[BEGIN EXTRACTED MATERIAL]

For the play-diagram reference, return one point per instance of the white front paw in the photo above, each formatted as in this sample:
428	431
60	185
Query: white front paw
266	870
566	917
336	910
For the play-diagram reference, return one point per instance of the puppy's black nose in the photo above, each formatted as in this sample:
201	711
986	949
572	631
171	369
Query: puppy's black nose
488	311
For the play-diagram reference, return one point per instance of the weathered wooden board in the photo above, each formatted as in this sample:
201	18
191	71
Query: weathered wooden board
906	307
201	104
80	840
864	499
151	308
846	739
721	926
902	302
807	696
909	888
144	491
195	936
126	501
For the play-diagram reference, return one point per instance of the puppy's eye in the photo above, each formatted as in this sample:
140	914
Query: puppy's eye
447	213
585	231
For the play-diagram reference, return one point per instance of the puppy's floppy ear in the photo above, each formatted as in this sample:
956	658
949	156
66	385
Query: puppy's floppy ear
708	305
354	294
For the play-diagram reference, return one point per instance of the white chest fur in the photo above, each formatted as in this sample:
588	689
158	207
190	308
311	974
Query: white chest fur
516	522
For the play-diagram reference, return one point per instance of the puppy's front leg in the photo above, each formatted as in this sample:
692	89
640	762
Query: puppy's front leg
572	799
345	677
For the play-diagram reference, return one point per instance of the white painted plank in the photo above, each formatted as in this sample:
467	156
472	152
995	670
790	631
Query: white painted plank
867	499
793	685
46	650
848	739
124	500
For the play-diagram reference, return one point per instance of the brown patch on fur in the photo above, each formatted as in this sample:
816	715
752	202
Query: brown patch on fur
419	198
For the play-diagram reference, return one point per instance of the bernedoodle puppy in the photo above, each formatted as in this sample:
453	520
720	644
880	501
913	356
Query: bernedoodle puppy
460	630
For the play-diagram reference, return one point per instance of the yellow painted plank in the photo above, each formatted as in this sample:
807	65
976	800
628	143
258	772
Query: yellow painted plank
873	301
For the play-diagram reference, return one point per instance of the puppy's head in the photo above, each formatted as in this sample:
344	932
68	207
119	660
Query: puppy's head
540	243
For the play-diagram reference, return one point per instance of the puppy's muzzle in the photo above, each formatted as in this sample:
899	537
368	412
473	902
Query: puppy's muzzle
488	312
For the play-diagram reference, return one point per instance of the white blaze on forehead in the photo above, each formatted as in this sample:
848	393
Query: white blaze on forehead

[END EXTRACTED MATERIAL]

▸ SET TASK:
Print all the data exactly.

▸ WRITTEN RESPONSE:
For the play-diagram reference, return one point per instance of the white front paw in the photo above, each formatted as in this sample:
428	431
60	185
Query: white front paw
266	870
566	917
336	910
For the play-diagram reference, return one point per instance of the puppy's black nose in the photo above, each formatted as in this sample:
201	711
986	949
572	631
171	369
Query: puppy's black nose
488	311
For the play-diagram reference, return one point per instance of the weathered wooden board in the photo above, each formatted as in this sample:
201	18
191	71
Query: weathered wooden board
906	307
201	104
80	840
864	499
151	308
846	739
721	926
902	302
807	696
909	888
144	491
195	936
126	501
For the play-diagram reference, return one point per instance of the puppy's eye in the photo above, each formatted as in this sample:
140	914
Query: puppy's eye
447	213
585	231
For the play-diagram reference, return one point per instance of the puppy's floppy ear in the photo above, each formatted as in this sample:
956	658
949	156
66	385
Query: puppy's floppy ear
708	305
354	294
For the play-diagram reference, return one point per instance of the white chest fur in the photo above, each formatted as in this sample:
588	689
158	207
190	308
311	974
Query: white chest fur
516	522
For the play-diagram reference, return one point per instance of the puppy's front leg in the photo above, each formatted as in this sample:
692	89
640	762
Query: puppy's front leg
572	799
345	677
For the play-diagram reference, return one point per instance of the white painted plank in the photo above, each formatted as in this sample:
467	156
472	152
995	670
790	631
Query: white painted plank
867	499
793	685
46	650
848	739
124	500
For the play-diagram reference, return one point per instance of the brown patch on fur in the photo above, each formatted as in this sample:
816	715
752	202
Query: brown patch on fur
419	198
For the play-diagram reference, return one point per instance of the bernedoodle puppy in the photo above, each formatted as in this sample:
453	520
720	644
880	501
913	356
Query: bernedoodle puppy
460	630
For the play-diagram reference, return one point per instance of the yellow painted plank in the photo above, each formatted as in this sample:
807	65
976	800
628	143
258	772
Query: yellow painted plank
873	301
For the play-diagram reference, return one point per instance of the puppy's head in the photo above, each formatted as in this sample:
344	932
68	207
119	660
Query: puppy's head
540	243
For the play-diagram reference, return one point per instance of the puppy's muzzle in the photo above, each formatted as in this sample:
899	537
368	412
473	902
Query: puppy's muzzle
488	312
For the play-diagram reference, return one point per instance of the white blaze on forehead in the photo above, each formatted as in this sample:
848	393
Query: white blaze on forehead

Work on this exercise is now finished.